Extract the data from its first line up to and including the line that contains "175 63 L 175", and reproduce those lines without any change.
— Begin Supplied entries —
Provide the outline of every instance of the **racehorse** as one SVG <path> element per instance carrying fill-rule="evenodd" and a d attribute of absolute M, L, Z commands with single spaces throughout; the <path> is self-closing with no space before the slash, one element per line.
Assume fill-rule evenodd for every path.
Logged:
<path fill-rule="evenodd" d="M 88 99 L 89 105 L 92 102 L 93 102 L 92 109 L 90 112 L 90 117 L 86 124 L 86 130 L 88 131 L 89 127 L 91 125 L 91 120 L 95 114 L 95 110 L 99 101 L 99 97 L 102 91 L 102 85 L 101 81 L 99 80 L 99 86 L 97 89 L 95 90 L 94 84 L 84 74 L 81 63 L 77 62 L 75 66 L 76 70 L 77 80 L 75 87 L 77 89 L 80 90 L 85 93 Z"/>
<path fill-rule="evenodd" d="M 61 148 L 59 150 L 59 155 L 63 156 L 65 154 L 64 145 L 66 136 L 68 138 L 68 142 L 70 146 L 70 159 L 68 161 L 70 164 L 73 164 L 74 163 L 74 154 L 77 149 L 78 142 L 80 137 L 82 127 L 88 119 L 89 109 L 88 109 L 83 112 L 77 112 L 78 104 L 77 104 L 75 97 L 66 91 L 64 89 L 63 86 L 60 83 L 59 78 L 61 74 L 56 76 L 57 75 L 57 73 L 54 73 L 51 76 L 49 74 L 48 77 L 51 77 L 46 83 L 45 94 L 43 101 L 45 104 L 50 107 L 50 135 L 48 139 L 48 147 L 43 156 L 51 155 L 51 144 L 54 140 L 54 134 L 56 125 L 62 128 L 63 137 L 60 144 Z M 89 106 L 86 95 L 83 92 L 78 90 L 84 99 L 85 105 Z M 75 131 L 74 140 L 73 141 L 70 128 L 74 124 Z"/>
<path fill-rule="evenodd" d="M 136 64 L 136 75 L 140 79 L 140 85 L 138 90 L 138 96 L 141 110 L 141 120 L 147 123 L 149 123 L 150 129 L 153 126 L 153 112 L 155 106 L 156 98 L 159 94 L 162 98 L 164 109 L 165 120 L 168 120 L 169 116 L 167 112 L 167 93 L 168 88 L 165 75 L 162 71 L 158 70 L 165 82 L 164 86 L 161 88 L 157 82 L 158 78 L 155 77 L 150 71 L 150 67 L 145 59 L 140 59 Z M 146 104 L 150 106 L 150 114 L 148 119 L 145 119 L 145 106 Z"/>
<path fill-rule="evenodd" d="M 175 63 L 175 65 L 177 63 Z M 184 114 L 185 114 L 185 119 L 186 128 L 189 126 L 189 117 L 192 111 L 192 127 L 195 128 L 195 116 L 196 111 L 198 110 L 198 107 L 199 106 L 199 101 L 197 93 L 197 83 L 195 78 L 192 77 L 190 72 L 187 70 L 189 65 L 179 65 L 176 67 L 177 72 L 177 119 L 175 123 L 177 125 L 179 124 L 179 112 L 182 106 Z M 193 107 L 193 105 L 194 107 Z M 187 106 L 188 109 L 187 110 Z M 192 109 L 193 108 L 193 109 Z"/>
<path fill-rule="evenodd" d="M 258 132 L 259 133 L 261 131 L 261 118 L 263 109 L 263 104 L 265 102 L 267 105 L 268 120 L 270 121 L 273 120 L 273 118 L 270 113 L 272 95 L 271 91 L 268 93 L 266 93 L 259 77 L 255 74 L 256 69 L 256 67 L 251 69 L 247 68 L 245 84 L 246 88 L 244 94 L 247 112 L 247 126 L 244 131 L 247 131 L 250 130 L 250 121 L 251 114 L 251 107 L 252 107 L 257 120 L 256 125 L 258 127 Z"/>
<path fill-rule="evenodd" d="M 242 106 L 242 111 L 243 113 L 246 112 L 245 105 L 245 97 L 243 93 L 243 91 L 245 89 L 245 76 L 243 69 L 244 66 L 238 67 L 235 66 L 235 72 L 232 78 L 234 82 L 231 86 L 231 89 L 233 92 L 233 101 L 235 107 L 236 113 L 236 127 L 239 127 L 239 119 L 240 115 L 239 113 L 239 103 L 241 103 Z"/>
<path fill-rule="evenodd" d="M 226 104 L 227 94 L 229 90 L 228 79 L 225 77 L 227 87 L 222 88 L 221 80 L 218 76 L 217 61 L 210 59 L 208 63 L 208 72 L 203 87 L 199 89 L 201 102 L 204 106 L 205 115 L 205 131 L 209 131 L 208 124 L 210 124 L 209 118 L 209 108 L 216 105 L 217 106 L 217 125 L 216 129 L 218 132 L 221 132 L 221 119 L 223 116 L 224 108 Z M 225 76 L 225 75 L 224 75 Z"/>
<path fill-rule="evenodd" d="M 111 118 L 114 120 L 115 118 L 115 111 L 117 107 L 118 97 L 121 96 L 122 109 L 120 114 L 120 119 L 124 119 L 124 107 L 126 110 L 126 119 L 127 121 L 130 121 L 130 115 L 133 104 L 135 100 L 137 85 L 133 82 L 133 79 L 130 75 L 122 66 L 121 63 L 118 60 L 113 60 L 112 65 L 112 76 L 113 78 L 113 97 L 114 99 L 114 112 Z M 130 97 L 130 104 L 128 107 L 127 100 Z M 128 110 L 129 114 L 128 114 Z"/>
— End Supplied entries —
**Complete output**
Provide the outline of every instance of the **racehorse** as one SVG <path> element per instance carrying fill-rule="evenodd" and a d attribute of absolute M, L, Z commands with single spaces throughout; the <path> is self-closing with no space before the slash, one element per line.
Assume fill-rule evenodd for every path.
Logged:
<path fill-rule="evenodd" d="M 88 99 L 89 105 L 92 102 L 93 102 L 92 109 L 90 112 L 90 117 L 86 124 L 86 130 L 88 131 L 89 127 L 91 125 L 91 120 L 95 114 L 95 110 L 99 101 L 99 97 L 102 91 L 102 85 L 101 81 L 99 80 L 99 86 L 97 89 L 95 90 L 94 84 L 84 74 L 81 63 L 77 62 L 75 66 L 76 70 L 77 80 L 75 87 L 77 89 L 80 90 L 85 93 Z"/>
<path fill-rule="evenodd" d="M 61 148 L 59 150 L 59 155 L 63 156 L 65 154 L 64 145 L 66 136 L 68 138 L 68 142 L 70 146 L 70 159 L 68 161 L 70 164 L 73 164 L 74 163 L 74 154 L 77 149 L 78 142 L 80 137 L 82 127 L 88 119 L 89 109 L 88 109 L 83 112 L 77 112 L 78 104 L 77 104 L 75 97 L 66 91 L 64 89 L 63 86 L 60 83 L 59 78 L 61 74 L 56 76 L 57 75 L 57 73 L 54 73 L 51 76 L 49 74 L 48 77 L 51 77 L 46 83 L 45 94 L 43 101 L 45 104 L 50 107 L 50 135 L 48 139 L 48 147 L 43 156 L 51 155 L 51 144 L 54 140 L 54 134 L 56 125 L 62 128 L 63 137 L 60 144 Z M 89 106 L 86 95 L 83 92 L 78 90 L 84 99 L 85 105 Z M 75 131 L 74 140 L 73 141 L 70 128 L 74 124 Z"/>
<path fill-rule="evenodd" d="M 136 64 L 136 75 L 140 79 L 140 85 L 138 90 L 138 96 L 141 110 L 141 120 L 147 123 L 149 123 L 150 129 L 153 126 L 153 112 L 155 106 L 156 98 L 159 94 L 162 98 L 164 109 L 165 120 L 168 120 L 169 116 L 167 112 L 167 93 L 168 88 L 165 75 L 162 71 L 158 70 L 165 82 L 164 86 L 161 88 L 157 82 L 158 78 L 155 77 L 150 71 L 150 67 L 145 59 L 140 59 Z M 146 104 L 150 106 L 150 114 L 148 119 L 145 119 L 145 106 Z"/>
<path fill-rule="evenodd" d="M 175 63 L 175 65 L 177 63 Z M 184 114 L 185 114 L 185 119 L 186 128 L 189 126 L 189 117 L 192 111 L 192 127 L 195 128 L 195 116 L 196 111 L 198 110 L 198 107 L 199 106 L 199 101 L 197 93 L 197 83 L 195 78 L 192 77 L 190 72 L 187 70 L 189 65 L 179 65 L 176 67 L 177 72 L 177 119 L 175 123 L 177 125 L 179 124 L 179 112 L 182 106 Z M 193 107 L 193 105 L 194 107 Z M 187 106 L 188 109 L 187 110 Z M 192 109 L 193 108 L 193 109 Z"/>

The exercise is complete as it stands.